## What the task asks:
Below is a block of records; repeat each one exactly.

## Given data:
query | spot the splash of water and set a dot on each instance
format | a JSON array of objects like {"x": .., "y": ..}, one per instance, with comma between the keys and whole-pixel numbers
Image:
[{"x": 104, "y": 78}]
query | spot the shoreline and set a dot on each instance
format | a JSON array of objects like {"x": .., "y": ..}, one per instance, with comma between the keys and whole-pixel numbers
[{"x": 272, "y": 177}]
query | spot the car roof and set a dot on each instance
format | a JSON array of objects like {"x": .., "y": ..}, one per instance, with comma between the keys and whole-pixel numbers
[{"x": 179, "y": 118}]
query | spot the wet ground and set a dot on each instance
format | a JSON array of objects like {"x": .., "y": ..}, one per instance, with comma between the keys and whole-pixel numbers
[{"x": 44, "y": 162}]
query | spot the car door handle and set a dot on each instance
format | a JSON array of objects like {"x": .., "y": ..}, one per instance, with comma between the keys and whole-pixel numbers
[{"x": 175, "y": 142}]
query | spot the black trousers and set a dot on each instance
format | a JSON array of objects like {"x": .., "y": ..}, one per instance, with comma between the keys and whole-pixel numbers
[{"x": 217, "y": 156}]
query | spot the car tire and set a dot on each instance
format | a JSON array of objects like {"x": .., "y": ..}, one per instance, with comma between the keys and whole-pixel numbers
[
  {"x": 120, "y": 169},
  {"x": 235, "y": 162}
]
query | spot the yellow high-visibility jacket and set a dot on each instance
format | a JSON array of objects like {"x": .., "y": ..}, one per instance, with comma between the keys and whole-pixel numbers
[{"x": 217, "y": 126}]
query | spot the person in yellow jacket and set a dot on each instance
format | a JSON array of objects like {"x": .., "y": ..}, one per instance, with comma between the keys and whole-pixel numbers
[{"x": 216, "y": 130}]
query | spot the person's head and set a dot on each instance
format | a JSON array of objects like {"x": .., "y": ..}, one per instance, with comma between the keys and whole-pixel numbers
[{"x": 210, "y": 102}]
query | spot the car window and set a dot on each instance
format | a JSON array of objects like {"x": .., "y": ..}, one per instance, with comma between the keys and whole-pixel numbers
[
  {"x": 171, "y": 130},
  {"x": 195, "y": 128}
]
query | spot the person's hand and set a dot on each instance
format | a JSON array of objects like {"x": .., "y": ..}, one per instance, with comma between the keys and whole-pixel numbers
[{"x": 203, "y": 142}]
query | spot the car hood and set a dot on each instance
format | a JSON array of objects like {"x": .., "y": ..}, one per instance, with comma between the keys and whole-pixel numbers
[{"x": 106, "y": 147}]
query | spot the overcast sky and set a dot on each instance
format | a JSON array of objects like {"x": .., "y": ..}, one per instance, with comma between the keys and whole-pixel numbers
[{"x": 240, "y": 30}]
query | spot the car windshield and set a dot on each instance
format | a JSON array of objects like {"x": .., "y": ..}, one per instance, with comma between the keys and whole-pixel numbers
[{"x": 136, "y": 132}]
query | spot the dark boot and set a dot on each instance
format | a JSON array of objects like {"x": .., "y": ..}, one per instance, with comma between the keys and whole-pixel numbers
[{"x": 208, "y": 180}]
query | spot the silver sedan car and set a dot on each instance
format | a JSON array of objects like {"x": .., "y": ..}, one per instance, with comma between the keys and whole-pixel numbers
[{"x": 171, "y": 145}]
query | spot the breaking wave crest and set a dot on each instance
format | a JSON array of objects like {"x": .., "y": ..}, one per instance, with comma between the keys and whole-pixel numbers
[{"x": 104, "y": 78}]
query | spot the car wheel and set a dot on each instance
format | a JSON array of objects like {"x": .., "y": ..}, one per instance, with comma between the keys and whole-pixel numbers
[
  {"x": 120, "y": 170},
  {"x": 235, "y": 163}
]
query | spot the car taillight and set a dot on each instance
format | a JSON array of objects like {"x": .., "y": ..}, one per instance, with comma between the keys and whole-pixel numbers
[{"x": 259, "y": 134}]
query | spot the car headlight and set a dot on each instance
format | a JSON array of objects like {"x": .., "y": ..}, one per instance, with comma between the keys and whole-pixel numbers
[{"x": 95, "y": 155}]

## Response below:
query | spot the splash of water and set a dot on each instance
format | a JSON array of objects like {"x": .., "y": ..}, one per instance, with comma between the keys and whole-pixel numbers
Image:
[{"x": 104, "y": 78}]
query | spot the shoreline and set a dot on each instance
format | a JSON array of objects like {"x": .., "y": ..}, one per instance, with comma between the keys and whole-pixel numbers
[{"x": 272, "y": 177}]
query | spot the car roof and set a dot on each instance
format | a JSON array of objects like {"x": .., "y": ..}, one per instance, with comma between the keys and whole-pixel numbers
[{"x": 179, "y": 118}]
query | spot the wet ground and set a dot on each instance
format | a JSON array of objects like {"x": .., "y": ..}, one per instance, with comma between the keys and whole-pixel numbers
[{"x": 44, "y": 162}]
query | spot the car door handle and set a dot on each instance
format | a JSON array of objects like {"x": .., "y": ..}, one per instance, with comma between the keys and whole-pixel numbers
[{"x": 175, "y": 142}]
query | spot the black trousers and set a dot on each instance
format | a JSON array of objects like {"x": .., "y": ..}, one per instance, with comma between the keys and whole-pixel numbers
[{"x": 217, "y": 156}]
query | spot the car tire and set a dot on each instance
format | a JSON array of objects like {"x": .., "y": ..}, one per instance, with comma between the keys and whole-pixel numbers
[
  {"x": 120, "y": 169},
  {"x": 235, "y": 162}
]
query | spot the yellow high-visibility jacket and set a dot on each instance
format | a JSON array of objects like {"x": .., "y": ..}, one per instance, with comma between the keys and whole-pixel numbers
[{"x": 217, "y": 126}]
query | spot the person in yellow jacket and set a dot on each instance
format | a JSON array of objects like {"x": .., "y": ..}, one per instance, with comma between the keys and whole-pixel numbers
[{"x": 216, "y": 130}]
query | spot the person's head and set a dot on each instance
format | a JSON array of objects like {"x": .., "y": ..}, one per instance, with comma between the keys and whole-pixel numbers
[{"x": 210, "y": 102}]
query | spot the car window and set a dot on each instance
format | a JSON array of objects like {"x": .., "y": ..}, one per instance, with comma between the keys and whole-pixel numbers
[
  {"x": 171, "y": 130},
  {"x": 195, "y": 128}
]
query | spot the person's hand and set a dot on each instance
format | a JSON array of objects like {"x": .., "y": ..}, one per instance, with comma between the keys and whole-pixel numbers
[{"x": 203, "y": 142}]
query | spot the car hood and set a dot on each instance
format | a JSON array of objects like {"x": .., "y": ..}, one per instance, with comma between the keys and whole-pixel numbers
[{"x": 106, "y": 147}]
query | spot the overcast sky and set a dot on each instance
format | a JSON array of objects like {"x": .., "y": ..}, one per instance, with comma between the keys and whole-pixel numbers
[{"x": 240, "y": 30}]
query | spot the car windshield and set a dot on each instance
format | a JSON array of objects like {"x": .., "y": ..}, one per instance, with comma between the keys and whole-pixel numbers
[{"x": 136, "y": 132}]
query | spot the dark boot and set a dot on each instance
format | a JSON array of objects like {"x": .., "y": ..}, one per instance, with comma between the keys and whole-pixel numbers
[{"x": 208, "y": 180}]
query | spot the silver sedan car and set a dot on each instance
format | a JSON array of objects like {"x": .., "y": ..}, one per instance, with comma between the keys and whole-pixel numbers
[{"x": 171, "y": 145}]
query | spot the breaking wave crest and set a dot on each instance
format | a JSON array of objects like {"x": .., "y": ..}, one per instance, with comma between the keys and whole-pixel numbers
[{"x": 104, "y": 78}]
query | spot the car wheel and set a dot on each instance
format | a JSON array of objects like {"x": .., "y": ..}, one per instance, with comma between the keys and whole-pixel numbers
[
  {"x": 120, "y": 170},
  {"x": 235, "y": 163}
]
query | spot the car taillight and set a dot on each instance
format | a JSON array of objects like {"x": .., "y": ..}, one per instance, with comma between the keys and whole-pixel numbers
[{"x": 259, "y": 134}]
query | spot the car headlight and set a dot on each instance
format | a JSON array of objects like {"x": .., "y": ..}, one per instance, with comma between the keys and whole-pixel numbers
[{"x": 95, "y": 155}]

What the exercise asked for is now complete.